* _EXERCISE_:
Copy out all the records, word for word.

(Object pointing dataset rows)
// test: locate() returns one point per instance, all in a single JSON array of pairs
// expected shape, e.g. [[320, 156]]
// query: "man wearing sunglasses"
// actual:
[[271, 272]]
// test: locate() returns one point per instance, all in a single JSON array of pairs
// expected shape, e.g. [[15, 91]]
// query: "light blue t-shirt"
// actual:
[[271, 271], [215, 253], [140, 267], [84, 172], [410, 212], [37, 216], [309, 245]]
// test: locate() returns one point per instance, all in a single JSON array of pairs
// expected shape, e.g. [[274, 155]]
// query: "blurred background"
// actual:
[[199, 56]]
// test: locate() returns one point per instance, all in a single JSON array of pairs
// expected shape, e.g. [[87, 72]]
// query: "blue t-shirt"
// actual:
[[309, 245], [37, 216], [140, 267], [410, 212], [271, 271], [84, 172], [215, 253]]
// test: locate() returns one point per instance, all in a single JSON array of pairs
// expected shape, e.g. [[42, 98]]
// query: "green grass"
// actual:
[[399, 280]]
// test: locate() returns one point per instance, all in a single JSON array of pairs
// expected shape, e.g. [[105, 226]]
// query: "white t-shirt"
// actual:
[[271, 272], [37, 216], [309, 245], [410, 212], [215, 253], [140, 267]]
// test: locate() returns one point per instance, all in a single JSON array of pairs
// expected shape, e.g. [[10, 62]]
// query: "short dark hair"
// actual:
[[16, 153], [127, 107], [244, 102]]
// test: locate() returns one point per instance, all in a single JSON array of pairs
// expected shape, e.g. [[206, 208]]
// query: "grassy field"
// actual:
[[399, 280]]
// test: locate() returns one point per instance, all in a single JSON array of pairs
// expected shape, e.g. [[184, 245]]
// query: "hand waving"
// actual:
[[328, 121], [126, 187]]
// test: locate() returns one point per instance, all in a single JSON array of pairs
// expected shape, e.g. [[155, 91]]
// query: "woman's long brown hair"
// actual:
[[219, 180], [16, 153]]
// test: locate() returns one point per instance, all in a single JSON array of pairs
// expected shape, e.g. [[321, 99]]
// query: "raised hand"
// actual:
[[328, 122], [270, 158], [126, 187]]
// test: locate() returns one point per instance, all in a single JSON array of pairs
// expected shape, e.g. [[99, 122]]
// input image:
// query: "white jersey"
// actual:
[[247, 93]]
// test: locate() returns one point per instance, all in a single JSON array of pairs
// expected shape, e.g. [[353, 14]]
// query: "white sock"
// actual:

* _TASK RESULT_:
// test: locate() returns one point per instance, all in a single JSON array of pairs
// expected shape, e.g. [[320, 156]]
// query: "man wearing sunglasses"
// actual:
[[271, 272]]
// test: locate() returns one point per instance, all in a single JSON array of pairs
// expected shape, e.g. [[15, 91]]
// query: "light blue t-shirt"
// actual:
[[271, 271], [215, 253], [140, 267], [84, 172], [410, 212], [37, 216], [309, 245]]
// test: locate() returns one point per instance, all in a single JSON array of pairs
// expected shape, e.g. [[274, 155]]
// query: "blurred background"
// actual:
[[199, 56]]
// test: locate() returns one point per instance, all in a single JSON array of pairs
// expected shape, e.g. [[87, 72]]
// query: "blue t-shirt"
// actual:
[[309, 245], [37, 216], [140, 267], [410, 212], [271, 271], [84, 172], [215, 253]]
// test: locate() returns one point per instance, all in a single JSON array of pairs
// expected shape, e.g. [[42, 98]]
// query: "green grass"
// actual:
[[399, 280]]
// test: locate() returns one point per instance, all in a single JSON array of pairs
// expected shape, e.g. [[105, 226]]
// query: "white t-shirt"
// actual:
[[271, 272], [37, 216], [309, 245], [410, 212], [215, 253], [140, 267]]
// test: locate() returns one point per instance, all in a single JSON array of pairs
// expected shape, e.g. [[10, 62]]
// query: "short dark hair"
// actual:
[[16, 153], [127, 107], [244, 102]]
// test: locate() returns one point per instance, all in a single JSON array of pairs
// expected shape, e.g. [[206, 208]]
// query: "grassy field"
// actual:
[[399, 280]]
// test: locate() returns one point per instance, all in a single JSON array of pairs
// expected shape, e.g. [[184, 245]]
// query: "hand waving"
// actual:
[[328, 121], [126, 187]]
// test: locate() returns one point per instance, all in a single JSON array of pairs
// expected shape, e.g. [[155, 91]]
// query: "woman's long brown hair"
// actual:
[[219, 180], [16, 153]]
// test: locate() returns one point per instance, all in a single JSON array of pairs
// expected shape, e.g. [[321, 99]]
// query: "raised hand"
// actual:
[[328, 122], [270, 158], [126, 187]]
// test: locate() returns one point per instance, all in a single JSON array of pairs
// expected shape, e.g. [[99, 122]]
// input image:
// query: "white jersey"
// actual:
[[247, 93]]
// test: locate() returns one point per instance, all in a single JSON array of pairs
// expected shape, e.g. [[353, 14]]
// query: "white sock"
// actual:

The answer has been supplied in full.